● **QUOTED PASSAGE**:
=======

Maintenance technicians varying in experience from E-5 to E-9 as well as Aviation Maintenance LDO/CWO’s and AMDO’s participated in the TRR. “They identified a variety of requirements to provide updated training to help prepare maintenance technicians when they arrive at their operational units,” added CDR Hurst.
During the two-day TRR, the discussions focused on the Corrosion Control Basic, Aircraft Corrosion, and Aircraft Paint/Finish courses that are utilized by both U.S Navy and U.S. Marine Corps technicians from all T/M/S of aircraft and levels of maintenance.
“Some of the recommendations we received pertained to the Focus Area List (FAL), the use of plotters to create stencils, sealant application techniques, use of corrosion damage assessment tools such as depth gauges and micrometers, and corrosion documentation procedures in OOMA," added CDR Hurst.

=======

● **SET OF TASKS**:
a - List every topic that the recommendations quoted in the corrosion training review passage pertained to.
b - Carry on the corrosion training review passage, beginning right after its final sentence.

● **RECORD LIST**:
=======

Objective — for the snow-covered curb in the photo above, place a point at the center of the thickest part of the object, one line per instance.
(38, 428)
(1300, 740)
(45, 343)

=======

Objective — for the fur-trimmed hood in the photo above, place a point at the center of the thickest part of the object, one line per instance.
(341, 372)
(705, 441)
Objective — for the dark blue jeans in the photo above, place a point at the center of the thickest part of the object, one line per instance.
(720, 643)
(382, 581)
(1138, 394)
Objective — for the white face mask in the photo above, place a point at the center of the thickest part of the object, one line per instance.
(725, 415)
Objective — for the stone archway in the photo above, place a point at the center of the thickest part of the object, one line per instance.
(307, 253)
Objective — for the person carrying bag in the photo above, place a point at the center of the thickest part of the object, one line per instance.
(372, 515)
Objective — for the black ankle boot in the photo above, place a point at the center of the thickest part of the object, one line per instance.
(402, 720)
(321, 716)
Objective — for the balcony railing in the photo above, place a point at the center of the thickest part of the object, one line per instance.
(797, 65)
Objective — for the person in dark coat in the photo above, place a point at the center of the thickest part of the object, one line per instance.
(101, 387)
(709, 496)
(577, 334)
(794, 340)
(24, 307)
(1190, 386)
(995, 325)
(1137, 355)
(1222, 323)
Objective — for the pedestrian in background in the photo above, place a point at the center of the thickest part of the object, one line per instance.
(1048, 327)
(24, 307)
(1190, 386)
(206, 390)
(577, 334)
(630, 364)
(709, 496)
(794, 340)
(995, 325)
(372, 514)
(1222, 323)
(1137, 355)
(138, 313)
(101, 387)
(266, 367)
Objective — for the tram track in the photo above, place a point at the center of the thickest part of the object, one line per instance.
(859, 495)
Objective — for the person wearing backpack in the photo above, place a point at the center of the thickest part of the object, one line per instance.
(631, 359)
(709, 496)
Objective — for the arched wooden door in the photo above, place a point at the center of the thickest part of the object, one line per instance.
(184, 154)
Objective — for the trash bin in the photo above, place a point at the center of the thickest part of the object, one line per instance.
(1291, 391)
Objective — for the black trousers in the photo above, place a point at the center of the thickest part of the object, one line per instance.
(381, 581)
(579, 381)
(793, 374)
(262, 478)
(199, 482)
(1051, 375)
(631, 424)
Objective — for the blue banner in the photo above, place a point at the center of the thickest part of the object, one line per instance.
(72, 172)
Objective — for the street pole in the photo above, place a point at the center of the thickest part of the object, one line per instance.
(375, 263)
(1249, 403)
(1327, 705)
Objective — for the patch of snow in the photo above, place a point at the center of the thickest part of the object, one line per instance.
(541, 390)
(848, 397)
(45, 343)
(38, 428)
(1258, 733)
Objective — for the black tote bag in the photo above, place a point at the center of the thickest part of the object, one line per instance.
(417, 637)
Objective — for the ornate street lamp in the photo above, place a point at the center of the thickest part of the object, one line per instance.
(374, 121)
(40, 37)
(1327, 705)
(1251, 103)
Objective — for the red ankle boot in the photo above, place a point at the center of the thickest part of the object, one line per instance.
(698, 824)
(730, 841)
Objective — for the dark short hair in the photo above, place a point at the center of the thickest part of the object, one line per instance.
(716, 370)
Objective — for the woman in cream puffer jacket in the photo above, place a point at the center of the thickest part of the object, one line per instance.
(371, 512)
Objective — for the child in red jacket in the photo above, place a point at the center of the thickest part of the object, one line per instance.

=======

● **ANSWERS FOR THIS EXERCISE**:
a -
- The Focus Area List (FAL)
- The use of plotters to create stencils
- Sealant application techniques
- The use of corrosion damage assessment tools such as depth gauges and micrometers
- Corrosion documentation procedures in OOMA

b -
“Currently, we do not discuss the FAL in our courses because we cover broad brush strokes to corrosion prevention and mitigation efforts,” said CDR Hurst, who added students receive basic apprentice knowledge from CNATTU courses and receive more follow-on, T/M/S specific corrosion control training upon arriving at their assigned squadrons or units.
“Explaining what the FAL is, how to understand it, is worth consideration,” said CDR Hurst. “The students leaving the schoolhouse are not experts in corrosion control, but we want to provide them that base level knowledge to be followed up by their operational units to build upon that initial set of skills and proficiency.”